Items from a dataset >>
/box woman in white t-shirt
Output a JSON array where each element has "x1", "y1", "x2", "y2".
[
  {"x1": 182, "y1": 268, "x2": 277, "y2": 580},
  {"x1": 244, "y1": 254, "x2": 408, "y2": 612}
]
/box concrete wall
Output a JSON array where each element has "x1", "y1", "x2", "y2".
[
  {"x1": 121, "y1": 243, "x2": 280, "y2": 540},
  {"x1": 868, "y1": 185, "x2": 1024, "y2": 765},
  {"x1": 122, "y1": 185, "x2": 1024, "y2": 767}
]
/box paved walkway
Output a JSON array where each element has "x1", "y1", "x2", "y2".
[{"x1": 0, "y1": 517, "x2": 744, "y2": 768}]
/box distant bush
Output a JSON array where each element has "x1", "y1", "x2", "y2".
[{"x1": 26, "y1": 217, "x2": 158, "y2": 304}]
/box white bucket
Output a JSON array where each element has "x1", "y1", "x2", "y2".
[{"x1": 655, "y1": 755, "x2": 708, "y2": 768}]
* * *
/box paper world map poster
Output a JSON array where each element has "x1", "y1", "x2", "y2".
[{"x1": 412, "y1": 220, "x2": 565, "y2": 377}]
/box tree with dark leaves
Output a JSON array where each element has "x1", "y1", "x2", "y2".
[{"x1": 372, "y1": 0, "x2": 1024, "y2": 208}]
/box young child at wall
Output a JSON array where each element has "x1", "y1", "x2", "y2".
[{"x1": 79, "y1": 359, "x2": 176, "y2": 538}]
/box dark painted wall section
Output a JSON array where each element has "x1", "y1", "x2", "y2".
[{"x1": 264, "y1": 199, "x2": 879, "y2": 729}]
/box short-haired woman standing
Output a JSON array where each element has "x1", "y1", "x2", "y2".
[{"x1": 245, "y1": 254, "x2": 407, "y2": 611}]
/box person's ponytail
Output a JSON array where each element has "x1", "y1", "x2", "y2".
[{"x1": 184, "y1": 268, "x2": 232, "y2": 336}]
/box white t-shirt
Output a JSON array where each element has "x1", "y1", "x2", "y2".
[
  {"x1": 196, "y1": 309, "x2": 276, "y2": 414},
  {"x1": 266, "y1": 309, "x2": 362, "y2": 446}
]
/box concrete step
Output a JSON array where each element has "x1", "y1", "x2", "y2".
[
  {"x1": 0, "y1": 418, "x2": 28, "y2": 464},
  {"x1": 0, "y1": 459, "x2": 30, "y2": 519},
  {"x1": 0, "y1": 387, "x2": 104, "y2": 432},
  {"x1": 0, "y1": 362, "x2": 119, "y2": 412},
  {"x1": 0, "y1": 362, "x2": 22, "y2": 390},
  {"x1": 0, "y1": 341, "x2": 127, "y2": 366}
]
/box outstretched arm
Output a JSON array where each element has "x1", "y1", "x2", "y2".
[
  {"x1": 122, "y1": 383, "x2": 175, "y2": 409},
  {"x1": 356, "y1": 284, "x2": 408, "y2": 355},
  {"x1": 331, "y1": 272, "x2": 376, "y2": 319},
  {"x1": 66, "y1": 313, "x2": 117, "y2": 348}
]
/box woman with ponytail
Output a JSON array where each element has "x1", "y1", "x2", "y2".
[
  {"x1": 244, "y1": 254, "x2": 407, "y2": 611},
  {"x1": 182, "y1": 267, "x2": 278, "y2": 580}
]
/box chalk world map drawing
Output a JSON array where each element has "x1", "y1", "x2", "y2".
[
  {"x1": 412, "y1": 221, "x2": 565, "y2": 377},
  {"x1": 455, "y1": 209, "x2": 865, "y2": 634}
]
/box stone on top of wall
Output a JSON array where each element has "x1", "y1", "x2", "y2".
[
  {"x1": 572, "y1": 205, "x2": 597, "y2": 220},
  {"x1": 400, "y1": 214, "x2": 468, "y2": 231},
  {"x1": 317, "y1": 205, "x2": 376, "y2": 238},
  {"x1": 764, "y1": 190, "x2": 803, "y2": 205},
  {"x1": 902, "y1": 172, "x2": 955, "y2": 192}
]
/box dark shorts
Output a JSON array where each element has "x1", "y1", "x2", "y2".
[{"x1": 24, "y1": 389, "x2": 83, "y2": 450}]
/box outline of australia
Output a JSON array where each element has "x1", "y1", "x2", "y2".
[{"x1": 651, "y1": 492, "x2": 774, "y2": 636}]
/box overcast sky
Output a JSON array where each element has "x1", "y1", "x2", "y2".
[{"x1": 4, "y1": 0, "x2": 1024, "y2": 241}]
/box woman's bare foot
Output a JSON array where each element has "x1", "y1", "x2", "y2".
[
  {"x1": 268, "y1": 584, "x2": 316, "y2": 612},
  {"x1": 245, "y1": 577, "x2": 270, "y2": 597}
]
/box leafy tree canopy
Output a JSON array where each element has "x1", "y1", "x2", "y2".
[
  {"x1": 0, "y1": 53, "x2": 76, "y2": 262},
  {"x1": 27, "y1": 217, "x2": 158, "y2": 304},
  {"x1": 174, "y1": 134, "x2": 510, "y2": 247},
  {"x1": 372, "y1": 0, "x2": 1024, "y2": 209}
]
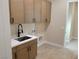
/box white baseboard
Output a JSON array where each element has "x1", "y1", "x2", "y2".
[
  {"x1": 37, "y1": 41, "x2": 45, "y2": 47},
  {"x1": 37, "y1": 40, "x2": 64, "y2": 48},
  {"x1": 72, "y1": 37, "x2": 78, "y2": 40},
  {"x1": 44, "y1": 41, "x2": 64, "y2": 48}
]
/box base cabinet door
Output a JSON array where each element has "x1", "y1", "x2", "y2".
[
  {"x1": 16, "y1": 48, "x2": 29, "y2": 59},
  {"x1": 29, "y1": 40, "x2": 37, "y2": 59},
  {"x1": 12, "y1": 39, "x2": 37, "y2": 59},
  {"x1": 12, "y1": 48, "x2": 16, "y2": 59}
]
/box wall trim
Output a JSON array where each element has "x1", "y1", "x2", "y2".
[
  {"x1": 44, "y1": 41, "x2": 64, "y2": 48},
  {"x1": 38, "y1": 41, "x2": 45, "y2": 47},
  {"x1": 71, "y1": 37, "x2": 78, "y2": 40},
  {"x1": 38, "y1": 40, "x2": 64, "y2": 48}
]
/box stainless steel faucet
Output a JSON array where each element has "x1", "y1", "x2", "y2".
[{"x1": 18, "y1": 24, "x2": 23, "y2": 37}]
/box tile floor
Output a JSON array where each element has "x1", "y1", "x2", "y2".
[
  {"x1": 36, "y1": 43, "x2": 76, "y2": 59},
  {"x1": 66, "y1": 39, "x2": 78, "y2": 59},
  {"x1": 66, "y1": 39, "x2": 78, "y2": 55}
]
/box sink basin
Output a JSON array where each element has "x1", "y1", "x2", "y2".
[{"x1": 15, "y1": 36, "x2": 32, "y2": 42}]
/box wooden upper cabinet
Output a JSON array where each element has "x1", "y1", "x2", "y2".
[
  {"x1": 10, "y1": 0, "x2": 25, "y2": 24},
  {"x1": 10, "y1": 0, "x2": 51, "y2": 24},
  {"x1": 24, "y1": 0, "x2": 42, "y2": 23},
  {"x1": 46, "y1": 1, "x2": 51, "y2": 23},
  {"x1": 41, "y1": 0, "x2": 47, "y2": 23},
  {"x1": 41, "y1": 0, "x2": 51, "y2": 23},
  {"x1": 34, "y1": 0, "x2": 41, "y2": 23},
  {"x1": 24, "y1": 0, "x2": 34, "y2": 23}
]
* * *
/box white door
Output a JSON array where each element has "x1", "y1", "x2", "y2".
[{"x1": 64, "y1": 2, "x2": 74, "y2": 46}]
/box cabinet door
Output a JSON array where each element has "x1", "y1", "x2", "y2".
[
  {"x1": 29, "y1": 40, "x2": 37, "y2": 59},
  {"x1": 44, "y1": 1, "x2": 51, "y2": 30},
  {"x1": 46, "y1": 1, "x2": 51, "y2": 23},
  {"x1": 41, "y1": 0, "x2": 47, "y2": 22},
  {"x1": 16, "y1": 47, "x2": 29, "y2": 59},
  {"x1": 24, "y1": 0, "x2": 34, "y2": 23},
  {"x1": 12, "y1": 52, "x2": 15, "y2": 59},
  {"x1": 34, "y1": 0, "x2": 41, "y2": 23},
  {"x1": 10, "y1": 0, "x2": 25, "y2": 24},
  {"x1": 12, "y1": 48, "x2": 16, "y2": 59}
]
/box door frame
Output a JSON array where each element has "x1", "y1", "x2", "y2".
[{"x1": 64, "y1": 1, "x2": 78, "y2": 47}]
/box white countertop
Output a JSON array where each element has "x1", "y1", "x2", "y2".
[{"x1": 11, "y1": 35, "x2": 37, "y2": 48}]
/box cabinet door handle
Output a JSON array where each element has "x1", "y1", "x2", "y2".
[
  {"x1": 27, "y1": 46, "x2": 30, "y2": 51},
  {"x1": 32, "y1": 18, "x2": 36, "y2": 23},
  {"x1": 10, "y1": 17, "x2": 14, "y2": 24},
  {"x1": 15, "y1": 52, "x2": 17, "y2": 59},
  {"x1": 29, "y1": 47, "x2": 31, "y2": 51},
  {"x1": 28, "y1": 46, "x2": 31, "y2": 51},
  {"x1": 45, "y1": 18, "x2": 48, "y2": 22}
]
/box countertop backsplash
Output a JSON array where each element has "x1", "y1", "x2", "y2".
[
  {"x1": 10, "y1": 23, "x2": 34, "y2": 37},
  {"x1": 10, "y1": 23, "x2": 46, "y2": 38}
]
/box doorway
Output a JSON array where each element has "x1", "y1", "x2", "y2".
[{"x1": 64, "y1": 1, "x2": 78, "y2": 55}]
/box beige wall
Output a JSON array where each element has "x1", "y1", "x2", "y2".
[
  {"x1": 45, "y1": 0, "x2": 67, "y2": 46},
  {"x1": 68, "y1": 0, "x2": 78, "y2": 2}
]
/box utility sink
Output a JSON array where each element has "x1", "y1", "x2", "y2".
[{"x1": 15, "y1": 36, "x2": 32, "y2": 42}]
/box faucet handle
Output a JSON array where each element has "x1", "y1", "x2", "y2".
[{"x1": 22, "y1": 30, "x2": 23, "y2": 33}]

Assigned task >>
Read the entries and pick out all lines that include the word "countertop".

Reply >>
/box white countertop
/box countertop backsplash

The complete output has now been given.